[TO-DO LIST]:
A: Repeat the part of the forum thread below between "I knew that" and "of any kind.", inclusive.
B: In the forum thread below, which animals does KTedham say were once seen strung up in a tree?

[QUOTED PASSAGE]:
——

Is it true they do it with foxes to scare off other foxes?

I got told that as a kid, pretty sure a fox isn't clever enough to work out that's a warning though :hmm:


----------



## Woodsman (Aug 12, 2008)

bobby said:


> Is it true they do it with foxes to scare off other foxes?
> 
> I got told that as a kid, pretty sure a fox isn't clever enough to work out that's a warning though :hmm:


I've not seen or heard of this before.Could be as above a professional pest catcher showing his handiwork.
As for scaring off other foxes,I would have thought this would provide meals for them rather than scare them off.


----------



## bobby (Sep 26, 2006)

Woodsman said:


> I've not seen or heard of this before.Could be as above a professional pest catcher showing his handiwork.
> As for scaring off other foxes,I would have thought this would provide meals for them rather than scare them off.


I knew that was an old wives tale :whip:


----------



## KTedham (Feb 11, 2009)

I once saw one while on a walk in the county on a nice sunny day. It was ambling about on top of some short grass next to some molehills. I was quite young at the time and out of curiosity, I gently stroked it's back which it didn't seem to mind in the slightest. It felt very soft and silky. ^^ 
I then left it to it as it didn't seem hurt or in distress of any kind.


----------



## KTedham (Feb 11, 2009)

Sadly, I also experienced the horror of the gamekeepers 'trophies' where I grew up. The walks in the summer always had the poor little moles strung up along the fences of the fields. I once saw rabbits strung up in a tree too.
It's a horrid practice and completely pointless as far as I can see. If they want to prove the job is done, they could take them to their employer and if it's for feeding the pheasants with maggots, there must be other ways.


----------

——

[DATASET EXCERPT]:
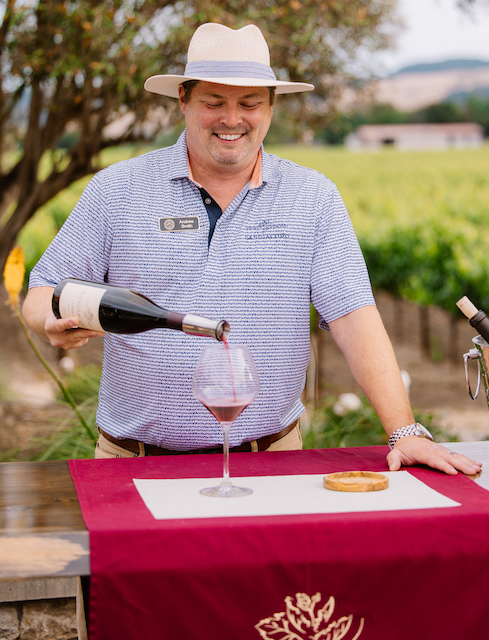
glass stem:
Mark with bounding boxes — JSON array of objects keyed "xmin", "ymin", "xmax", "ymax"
[{"xmin": 221, "ymin": 422, "xmax": 231, "ymax": 487}]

——

[TASK-BY-TASK SOLUTIONS]:
A:
I knew that was an old wives tale :whip:


----------



## KTedham (Feb 11, 2009)

I once saw one while on a walk in the county on a nice sunny day. It was ambling about on top of some short grass next to some molehills. I was quite young at the time and out of curiosity, I gently stroked it's back which it didn't seem to mind in the slightest. It felt very soft and silky. ^^ 
I then left it to it as it didn't seem hurt or in distress of any kind.

B: Rabbits.